▸ WORK TO BE COMPLETED
Rewrite the rows starting with the line that contains "Mark a point on each instance of the wrist" and going on through the end of the rows, requests included. Offset every coordinate in the answers by adding 95, keep the requests and their sample points unchanged, and leave the pictures out.

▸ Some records
———

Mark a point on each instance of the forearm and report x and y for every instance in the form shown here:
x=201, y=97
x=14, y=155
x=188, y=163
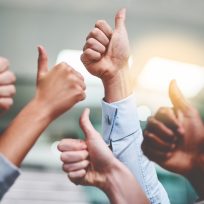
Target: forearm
x=23, y=132
x=124, y=133
x=123, y=190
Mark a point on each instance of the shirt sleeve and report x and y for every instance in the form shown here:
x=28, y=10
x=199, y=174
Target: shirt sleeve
x=122, y=131
x=8, y=174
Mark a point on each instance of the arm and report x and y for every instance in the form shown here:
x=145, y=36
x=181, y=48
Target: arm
x=175, y=139
x=98, y=167
x=121, y=128
x=57, y=91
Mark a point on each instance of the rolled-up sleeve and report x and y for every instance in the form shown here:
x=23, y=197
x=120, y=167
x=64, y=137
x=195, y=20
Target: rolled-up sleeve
x=8, y=174
x=122, y=131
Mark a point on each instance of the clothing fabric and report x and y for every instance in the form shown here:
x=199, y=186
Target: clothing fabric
x=8, y=175
x=122, y=131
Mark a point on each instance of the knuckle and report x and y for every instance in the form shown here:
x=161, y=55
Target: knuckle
x=94, y=32
x=90, y=42
x=100, y=23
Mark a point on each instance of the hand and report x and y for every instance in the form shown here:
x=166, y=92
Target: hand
x=87, y=162
x=106, y=52
x=7, y=87
x=58, y=89
x=175, y=138
x=91, y=162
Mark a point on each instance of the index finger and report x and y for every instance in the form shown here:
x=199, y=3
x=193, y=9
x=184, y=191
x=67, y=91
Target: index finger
x=71, y=145
x=104, y=27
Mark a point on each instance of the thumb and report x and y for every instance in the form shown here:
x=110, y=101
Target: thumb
x=42, y=61
x=120, y=18
x=86, y=125
x=177, y=98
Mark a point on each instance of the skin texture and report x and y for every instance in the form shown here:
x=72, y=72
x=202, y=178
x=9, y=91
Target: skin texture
x=57, y=90
x=174, y=138
x=7, y=87
x=91, y=162
x=105, y=55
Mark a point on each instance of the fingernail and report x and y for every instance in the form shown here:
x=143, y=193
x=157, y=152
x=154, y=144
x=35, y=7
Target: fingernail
x=173, y=146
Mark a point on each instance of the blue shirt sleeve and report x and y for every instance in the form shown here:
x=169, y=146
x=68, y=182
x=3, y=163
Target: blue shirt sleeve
x=121, y=130
x=8, y=174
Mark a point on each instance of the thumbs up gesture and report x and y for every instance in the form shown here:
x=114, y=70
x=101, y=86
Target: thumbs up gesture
x=86, y=162
x=174, y=138
x=91, y=162
x=106, y=52
x=57, y=89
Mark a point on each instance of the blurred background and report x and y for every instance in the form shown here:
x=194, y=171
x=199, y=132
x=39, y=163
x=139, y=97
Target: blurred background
x=167, y=43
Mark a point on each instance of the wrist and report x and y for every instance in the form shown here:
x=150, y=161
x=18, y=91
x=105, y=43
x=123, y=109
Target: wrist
x=42, y=110
x=117, y=87
x=110, y=185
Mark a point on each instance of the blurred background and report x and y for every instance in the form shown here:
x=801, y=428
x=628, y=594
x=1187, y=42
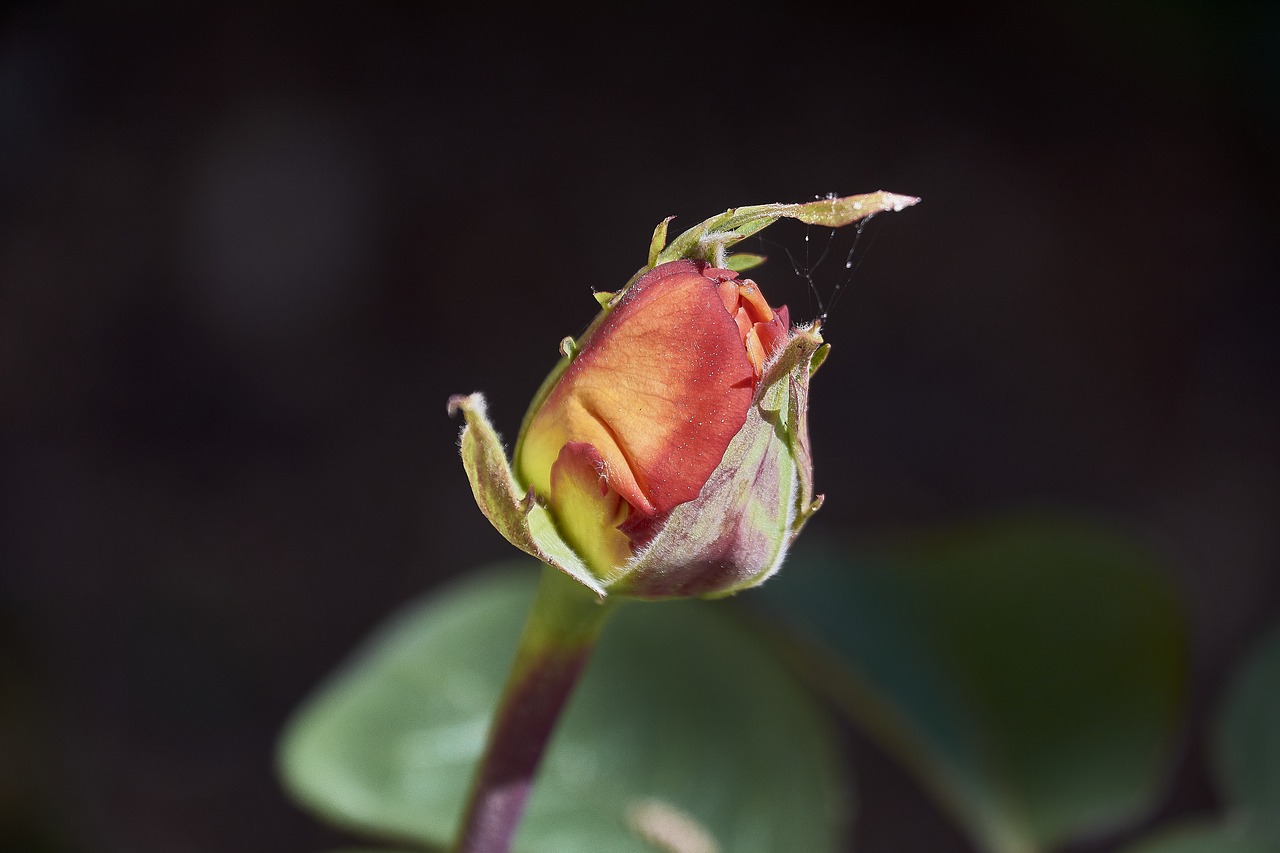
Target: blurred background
x=246, y=256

———

▸ WORKED ANSWER
Mark a point on each instance of the wrist and report x and y for every instance in the form shown here:
x=150, y=161
x=18, y=91
x=105, y=43
x=123, y=109
Target: wrist
x=137, y=205
x=212, y=182
x=205, y=280
Mark a point on each instance of the blurred background and report x and y for every instance in the form shown here:
x=801, y=428
x=628, y=594
x=1187, y=42
Target: blurred background
x=341, y=351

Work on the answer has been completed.